■ **Task objective**: Count how many lines in the rows below contain the string "armchair", with case counting, and give only that number.
— start of Dataset extract —
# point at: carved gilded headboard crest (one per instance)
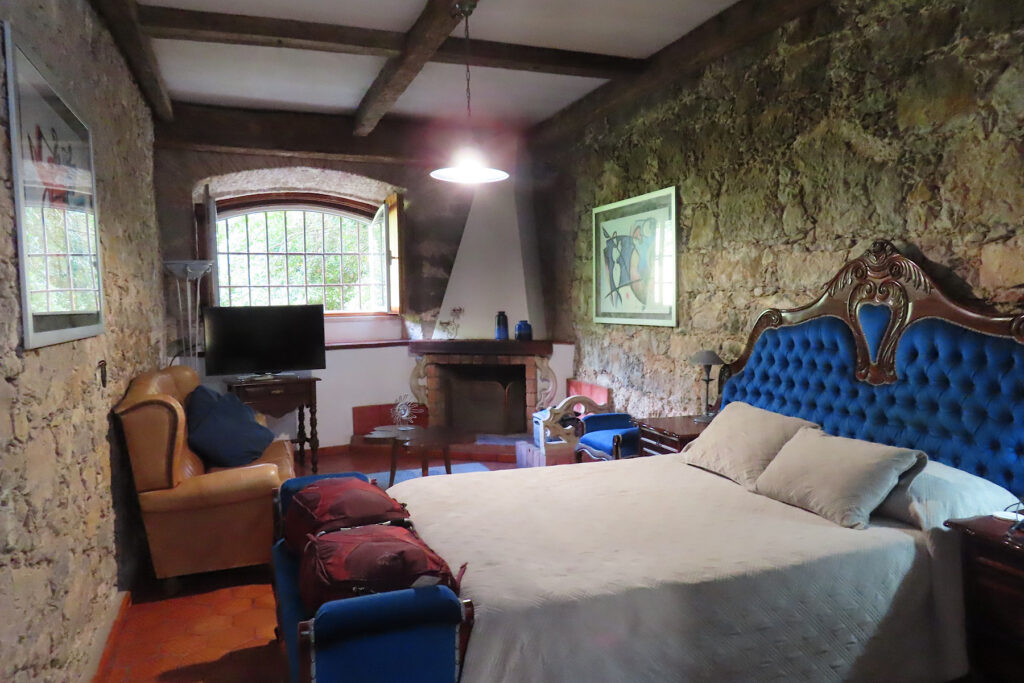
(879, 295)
— end of Dataset extract —
— start of Dataset extract —
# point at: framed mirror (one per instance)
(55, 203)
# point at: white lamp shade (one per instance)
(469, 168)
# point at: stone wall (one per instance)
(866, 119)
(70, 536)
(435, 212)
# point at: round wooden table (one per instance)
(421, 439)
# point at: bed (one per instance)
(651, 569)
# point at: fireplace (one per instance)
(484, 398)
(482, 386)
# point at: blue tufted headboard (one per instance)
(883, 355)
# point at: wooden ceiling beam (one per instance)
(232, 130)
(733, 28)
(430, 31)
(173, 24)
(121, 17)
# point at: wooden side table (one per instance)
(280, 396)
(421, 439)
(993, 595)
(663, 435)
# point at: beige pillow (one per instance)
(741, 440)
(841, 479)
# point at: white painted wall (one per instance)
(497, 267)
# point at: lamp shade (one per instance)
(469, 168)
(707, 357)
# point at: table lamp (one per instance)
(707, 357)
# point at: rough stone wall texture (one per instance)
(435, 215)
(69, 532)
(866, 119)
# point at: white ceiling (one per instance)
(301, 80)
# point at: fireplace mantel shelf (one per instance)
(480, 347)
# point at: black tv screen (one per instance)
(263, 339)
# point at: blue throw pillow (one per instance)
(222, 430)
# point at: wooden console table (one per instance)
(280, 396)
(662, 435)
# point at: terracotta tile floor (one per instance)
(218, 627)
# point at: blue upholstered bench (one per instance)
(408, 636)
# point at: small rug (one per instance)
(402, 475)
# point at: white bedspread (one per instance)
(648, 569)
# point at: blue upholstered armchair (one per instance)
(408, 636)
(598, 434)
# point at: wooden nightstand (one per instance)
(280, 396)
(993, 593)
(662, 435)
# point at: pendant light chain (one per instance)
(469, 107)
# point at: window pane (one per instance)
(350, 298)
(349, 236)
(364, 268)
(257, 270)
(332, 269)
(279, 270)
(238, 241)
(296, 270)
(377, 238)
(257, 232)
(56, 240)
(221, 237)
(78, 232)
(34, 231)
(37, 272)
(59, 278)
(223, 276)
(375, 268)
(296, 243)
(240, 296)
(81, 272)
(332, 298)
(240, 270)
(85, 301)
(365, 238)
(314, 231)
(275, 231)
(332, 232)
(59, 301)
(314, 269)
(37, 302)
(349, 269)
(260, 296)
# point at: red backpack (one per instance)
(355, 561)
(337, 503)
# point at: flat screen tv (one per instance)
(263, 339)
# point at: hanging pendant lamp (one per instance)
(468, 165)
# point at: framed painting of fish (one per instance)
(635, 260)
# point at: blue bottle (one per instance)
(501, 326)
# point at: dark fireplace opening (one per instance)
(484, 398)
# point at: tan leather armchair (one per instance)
— end of Dataset extract —
■ **Task solution**: 2